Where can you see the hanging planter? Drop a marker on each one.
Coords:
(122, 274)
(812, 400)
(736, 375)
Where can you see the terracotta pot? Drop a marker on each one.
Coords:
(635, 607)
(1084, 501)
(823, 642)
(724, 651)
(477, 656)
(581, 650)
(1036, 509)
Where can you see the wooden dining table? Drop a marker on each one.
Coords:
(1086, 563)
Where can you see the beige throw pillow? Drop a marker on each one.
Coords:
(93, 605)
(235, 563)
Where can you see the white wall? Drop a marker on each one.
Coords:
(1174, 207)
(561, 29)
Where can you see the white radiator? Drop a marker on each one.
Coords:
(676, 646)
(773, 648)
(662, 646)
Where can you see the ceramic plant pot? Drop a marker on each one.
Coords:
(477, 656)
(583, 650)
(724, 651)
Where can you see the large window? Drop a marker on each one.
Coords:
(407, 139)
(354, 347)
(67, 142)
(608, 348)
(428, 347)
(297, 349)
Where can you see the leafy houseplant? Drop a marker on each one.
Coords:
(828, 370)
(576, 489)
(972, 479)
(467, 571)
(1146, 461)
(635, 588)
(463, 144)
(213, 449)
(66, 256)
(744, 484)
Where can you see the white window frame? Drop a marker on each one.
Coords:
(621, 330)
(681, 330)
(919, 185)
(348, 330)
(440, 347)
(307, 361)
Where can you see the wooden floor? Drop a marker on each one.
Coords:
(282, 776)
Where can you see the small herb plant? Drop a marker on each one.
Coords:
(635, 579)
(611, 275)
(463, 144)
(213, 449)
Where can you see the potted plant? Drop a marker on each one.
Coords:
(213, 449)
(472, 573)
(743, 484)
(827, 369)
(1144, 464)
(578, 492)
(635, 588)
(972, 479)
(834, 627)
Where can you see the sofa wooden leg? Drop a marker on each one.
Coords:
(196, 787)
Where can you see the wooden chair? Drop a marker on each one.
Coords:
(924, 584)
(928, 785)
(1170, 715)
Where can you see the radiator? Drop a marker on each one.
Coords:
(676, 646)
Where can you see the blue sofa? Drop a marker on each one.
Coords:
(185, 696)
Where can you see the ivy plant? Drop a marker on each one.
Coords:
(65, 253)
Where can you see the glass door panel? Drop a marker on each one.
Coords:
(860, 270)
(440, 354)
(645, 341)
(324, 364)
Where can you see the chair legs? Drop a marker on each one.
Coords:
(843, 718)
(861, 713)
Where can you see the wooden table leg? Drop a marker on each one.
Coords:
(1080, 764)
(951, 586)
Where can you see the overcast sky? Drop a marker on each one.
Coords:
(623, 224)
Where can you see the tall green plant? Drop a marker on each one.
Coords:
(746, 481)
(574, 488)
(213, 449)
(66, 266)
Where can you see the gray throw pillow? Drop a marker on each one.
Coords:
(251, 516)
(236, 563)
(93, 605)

Job:
Transcribe each record exactly. Leave nothing out.

Response below:
Where can you see the hanging planter? Drop a marker on each one.
Coords:
(122, 274)
(812, 400)
(736, 375)
Where can you see the terracotta pot? Drop a marker on each one.
Coords:
(635, 607)
(1084, 501)
(823, 642)
(724, 651)
(477, 656)
(581, 650)
(1036, 509)
Where can you see the wooden dining table? Drop a marker on each one.
Coords:
(1086, 563)
Where can you see the beige throw pillow? Drop a marker on each one.
Coords:
(93, 605)
(235, 563)
Where can you see the white wall? Drop a marker on each one.
Coords:
(1174, 207)
(561, 29)
Where can you see the white radiator? Drop a marker on each one.
Coords:
(676, 646)
(773, 648)
(662, 646)
Where can you see the ceramic plant pot? Drop a marker on each one.
Coords:
(477, 656)
(583, 650)
(724, 651)
Where can you see the large window? Drop a marker on each one.
Coords:
(407, 139)
(354, 347)
(67, 142)
(608, 348)
(428, 347)
(297, 349)
Where can you see the leafy houseplant? Drop a marker on each one.
Coords:
(828, 370)
(576, 489)
(972, 479)
(467, 571)
(1146, 461)
(635, 588)
(463, 144)
(213, 449)
(66, 256)
(744, 484)
Where can you see the white window frame? Drop a marker on each one.
Coords:
(621, 330)
(681, 330)
(919, 185)
(348, 330)
(440, 347)
(307, 361)
Where can you see the wooden floor? Drop a marker on each one.
Coords:
(282, 776)
Where can you see the small herb plant? Drop a marker on each one.
Coords:
(635, 579)
(611, 275)
(463, 144)
(213, 449)
Where can you see the potted plant? Drop a marker on each one.
Coords:
(213, 449)
(472, 573)
(743, 484)
(827, 369)
(1144, 464)
(578, 492)
(635, 588)
(972, 479)
(834, 627)
Where can you see the sofa wooden leg? Drop a marker on each one.
Coords:
(196, 787)
Where can you see the wooden chair? Drop a marker on each one.
Coords:
(924, 584)
(928, 785)
(1170, 715)
Where can you see the radiator? Drop a marker on each one.
Coords:
(676, 646)
Where can you see the blue sofa? Drop a marker on each one.
Coords:
(185, 696)
Where can you see the ivy plant? Drop a marker on each one.
Coords:
(65, 253)
Where can you see the glass door panel? Drop a marker on each one.
Coords:
(860, 270)
(440, 354)
(645, 341)
(324, 364)
Where can you see the chair legs? Drop a marker on each one.
Coords:
(843, 718)
(861, 713)
Where can you see the wooden table leg? Drop a marker on each one.
Coords:
(1080, 764)
(951, 586)
Where can you see the overcast sky? Drop a marker on each one.
Coords:
(623, 224)
Where can you see the tall green plant? Drop a marker on each one.
Coords:
(746, 481)
(574, 488)
(213, 449)
(66, 266)
Where can you see the gray throw pillow? Drop a marker on each one.
Coords:
(251, 516)
(236, 563)
(93, 605)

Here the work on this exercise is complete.